** REQUIRED ACTION **
Copy the lines below exactly, starting with the first and finishing with the one holding "rough mask: <svg"; do not copy the pictures.

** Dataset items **
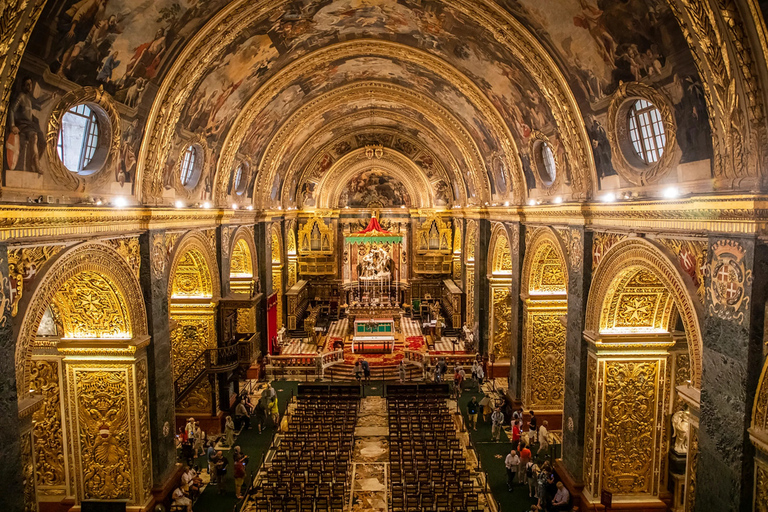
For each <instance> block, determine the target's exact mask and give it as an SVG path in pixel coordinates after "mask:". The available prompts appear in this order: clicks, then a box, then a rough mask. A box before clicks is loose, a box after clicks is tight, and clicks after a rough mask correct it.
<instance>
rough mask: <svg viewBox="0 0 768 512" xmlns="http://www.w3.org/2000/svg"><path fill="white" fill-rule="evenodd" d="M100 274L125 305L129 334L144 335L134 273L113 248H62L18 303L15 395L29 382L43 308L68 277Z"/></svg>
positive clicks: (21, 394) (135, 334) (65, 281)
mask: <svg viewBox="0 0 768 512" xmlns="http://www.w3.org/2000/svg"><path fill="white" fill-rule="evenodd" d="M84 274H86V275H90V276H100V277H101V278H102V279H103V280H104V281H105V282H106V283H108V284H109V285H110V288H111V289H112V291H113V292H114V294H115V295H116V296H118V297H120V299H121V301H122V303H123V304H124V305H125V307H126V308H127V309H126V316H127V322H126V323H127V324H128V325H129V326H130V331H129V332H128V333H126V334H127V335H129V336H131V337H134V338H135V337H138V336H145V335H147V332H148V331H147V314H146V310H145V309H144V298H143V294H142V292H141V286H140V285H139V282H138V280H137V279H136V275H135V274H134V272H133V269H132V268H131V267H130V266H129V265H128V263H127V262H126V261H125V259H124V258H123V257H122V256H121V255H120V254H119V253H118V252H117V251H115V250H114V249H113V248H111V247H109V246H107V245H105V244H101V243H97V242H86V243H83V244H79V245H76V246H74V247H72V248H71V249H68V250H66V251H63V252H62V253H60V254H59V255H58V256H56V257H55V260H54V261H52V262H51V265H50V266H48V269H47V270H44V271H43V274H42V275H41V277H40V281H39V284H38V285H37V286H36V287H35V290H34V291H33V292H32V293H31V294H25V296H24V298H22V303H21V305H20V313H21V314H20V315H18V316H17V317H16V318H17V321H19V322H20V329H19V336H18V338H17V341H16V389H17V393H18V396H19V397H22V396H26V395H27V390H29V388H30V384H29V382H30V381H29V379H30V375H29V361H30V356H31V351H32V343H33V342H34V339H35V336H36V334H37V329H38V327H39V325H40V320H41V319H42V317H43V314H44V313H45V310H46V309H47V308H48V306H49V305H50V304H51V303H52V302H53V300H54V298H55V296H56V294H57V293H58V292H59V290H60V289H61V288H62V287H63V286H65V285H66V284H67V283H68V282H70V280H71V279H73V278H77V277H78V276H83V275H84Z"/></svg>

** SOLUTION **
For each <instance> block, determine the target's exact mask and give it as an SVG path in pixel coordinates after "mask:". The available prompts appear in this order: clicks, then a box, then a rough mask. A box before clicks is loose, a box after clicks is tight, and clicks after a rough mask correct it.
<instance>
rough mask: <svg viewBox="0 0 768 512" xmlns="http://www.w3.org/2000/svg"><path fill="white" fill-rule="evenodd" d="M100 274L125 305L129 334L144 335L134 273L113 248H62L18 303L15 395L29 382L43 308L68 277Z"/></svg>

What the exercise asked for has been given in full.